> _DATA FOR THE TASK_
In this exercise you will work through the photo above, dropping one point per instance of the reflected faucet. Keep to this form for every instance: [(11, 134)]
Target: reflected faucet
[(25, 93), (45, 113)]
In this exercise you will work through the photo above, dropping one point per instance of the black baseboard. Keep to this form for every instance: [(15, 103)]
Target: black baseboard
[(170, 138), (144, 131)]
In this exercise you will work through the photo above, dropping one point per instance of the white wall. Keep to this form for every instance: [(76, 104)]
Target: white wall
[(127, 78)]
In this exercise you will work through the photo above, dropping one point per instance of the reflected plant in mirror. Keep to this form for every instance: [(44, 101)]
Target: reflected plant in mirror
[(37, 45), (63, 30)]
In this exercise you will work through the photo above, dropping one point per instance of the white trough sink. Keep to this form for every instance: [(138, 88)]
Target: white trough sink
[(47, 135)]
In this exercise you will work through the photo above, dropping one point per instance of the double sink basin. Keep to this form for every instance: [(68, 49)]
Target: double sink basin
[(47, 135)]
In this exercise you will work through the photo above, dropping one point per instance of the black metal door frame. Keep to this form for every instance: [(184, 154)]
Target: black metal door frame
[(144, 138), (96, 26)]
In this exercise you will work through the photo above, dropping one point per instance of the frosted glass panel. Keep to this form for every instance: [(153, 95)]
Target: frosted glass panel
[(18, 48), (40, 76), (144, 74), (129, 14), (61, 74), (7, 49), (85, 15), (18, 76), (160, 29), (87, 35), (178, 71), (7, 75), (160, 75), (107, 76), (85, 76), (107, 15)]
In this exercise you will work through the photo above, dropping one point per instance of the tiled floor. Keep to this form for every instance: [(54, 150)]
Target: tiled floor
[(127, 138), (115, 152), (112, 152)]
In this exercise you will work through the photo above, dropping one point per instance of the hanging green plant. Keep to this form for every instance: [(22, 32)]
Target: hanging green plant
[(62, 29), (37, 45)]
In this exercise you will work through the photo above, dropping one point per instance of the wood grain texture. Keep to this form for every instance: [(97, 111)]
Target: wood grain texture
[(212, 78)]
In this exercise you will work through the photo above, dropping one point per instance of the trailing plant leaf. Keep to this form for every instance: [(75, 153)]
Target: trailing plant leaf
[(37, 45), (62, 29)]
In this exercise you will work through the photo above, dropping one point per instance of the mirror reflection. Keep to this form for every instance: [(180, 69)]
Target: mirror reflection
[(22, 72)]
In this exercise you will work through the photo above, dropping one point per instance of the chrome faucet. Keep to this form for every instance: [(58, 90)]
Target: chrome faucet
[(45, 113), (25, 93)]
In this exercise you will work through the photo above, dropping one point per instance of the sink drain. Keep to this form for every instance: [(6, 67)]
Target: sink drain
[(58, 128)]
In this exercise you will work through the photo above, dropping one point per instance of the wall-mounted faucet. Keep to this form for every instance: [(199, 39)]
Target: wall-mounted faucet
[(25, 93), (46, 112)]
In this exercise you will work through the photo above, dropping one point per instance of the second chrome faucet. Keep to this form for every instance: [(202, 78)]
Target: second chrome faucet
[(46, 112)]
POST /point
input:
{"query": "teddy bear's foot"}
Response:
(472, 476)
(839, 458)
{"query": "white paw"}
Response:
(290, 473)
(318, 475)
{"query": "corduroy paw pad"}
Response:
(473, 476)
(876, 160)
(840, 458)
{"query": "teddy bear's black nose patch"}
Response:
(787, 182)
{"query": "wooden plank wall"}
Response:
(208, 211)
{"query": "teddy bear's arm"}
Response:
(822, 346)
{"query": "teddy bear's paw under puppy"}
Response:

> _INSTRUCTIONS FOR THE TASK_
Please reproduce every one of the records above, word for word and in the same order.

> _FULL OUTPUT_
In this exercise you will work through the photo above, dropping one point per instance of the reflected faucet. Keep to this form for every instance: [(11, 134)]
Target: reflected faucet
[(25, 93), (45, 113)]
In this exercise you will work through the photo above, dropping one point per instance of the black baseboard. Keep to this form for every instance: [(15, 103)]
Target: black baseboard
[(170, 138), (144, 131)]
In this exercise you will work through the photo above, dropping one point per instance of the white wall. Keep to this form for every instance: [(76, 104)]
Target: white wall
[(127, 78)]
In this exercise you will work through the photo above, dropping one point per instance of the reflected plant in mirror. Keep to this form for every instance: [(44, 101)]
Target: reflected plant in mirror
[(37, 45), (63, 30)]
In this exercise you will work through the photo above, dropping one point per instance of the white trough sink. Keep to this form for every instance: [(138, 88)]
Target: white trough sink
[(47, 135)]
In this exercise you will work through the photo above, dropping one point per instance of the double sink basin. Keep to this form for every instance: [(68, 49)]
Target: double sink basin
[(47, 135)]
In this exercise you will work through the photo above, dropping one point per instance of the black metal door frame. Keep to this form for every instance: [(184, 154)]
Target: black metal door frame
[(144, 138), (96, 26)]
In this exercise you will work through the photo above, dropping one point per instance of the frosted glass panel. Keep to this form for every instance: [(153, 95)]
Target: frosted glass panel
[(18, 48), (40, 76), (144, 74), (129, 14), (61, 74), (7, 49), (85, 15), (18, 76), (160, 29), (87, 35), (178, 71), (7, 75), (160, 75), (107, 76), (85, 76), (107, 15)]
In this exercise you will work through the photo above, dropping one point per instance of the tiled floor. Keep to this form for every instance: [(54, 150)]
Target: tiled floor
[(127, 138), (115, 152), (112, 152)]
In this exercise you will work through the photo above, dropping one point per instance of the hanging green plant. Keep to this form for every instance: [(22, 32)]
Target: hanging green plant
[(62, 29), (37, 45)]
In this exercise you will work through the photo above, dropping one point per instance of the wood grain texture. Keep to this form for every instance: [(97, 111)]
Target: wood grain texture
[(212, 78)]
In this exercise you will work through the photo above, dropping one point per instance of the trailing plant leaf. Keep to this form for every instance: [(75, 153)]
Target: trailing plant leaf
[(37, 45), (62, 29)]
In this exercise you will work through the photo above, dropping one point per instance of the mirror reflection. Keep to this form for every instance: [(180, 69)]
Target: mirror reflection
[(22, 72)]
In this exercise you will work through the photo above, dropping one point per instance of the chrome faucet. Keep to this form for every instance: [(58, 90)]
Target: chrome faucet
[(45, 113), (25, 93)]
In this exercise you will work through the photo above, dropping one point per instance of the sink drain. Keep to this form for every instance: [(6, 67)]
Target: sink drain
[(58, 128)]
In this exercise you will work through the photo above, dropping one point per instance of the wall-mounted faucet. Keep to this form for every instance: [(199, 39)]
Target: wall-mounted faucet
[(25, 93), (46, 112)]
In this exercise you will work through the photo above, dropping one point per instance of the second chrome faucet. Keep to this form for every instance: [(202, 78)]
Target: second chrome faucet
[(46, 112)]
POST /point
input:
{"query": "teddy bear's foot"}
Response:
(472, 476)
(839, 458)
{"query": "white paw"}
Response:
(290, 473)
(318, 475)
{"query": "corduroy paw pad"}
Response:
(473, 476)
(876, 160)
(840, 458)
{"query": "teddy bear's black nose patch"}
Response:
(787, 182)
{"query": "wooden plank wall"}
Response:
(208, 211)
{"query": "teddy bear's arm"}
Response:
(822, 346)
{"query": "teddy bear's paw under puppy"}
Response:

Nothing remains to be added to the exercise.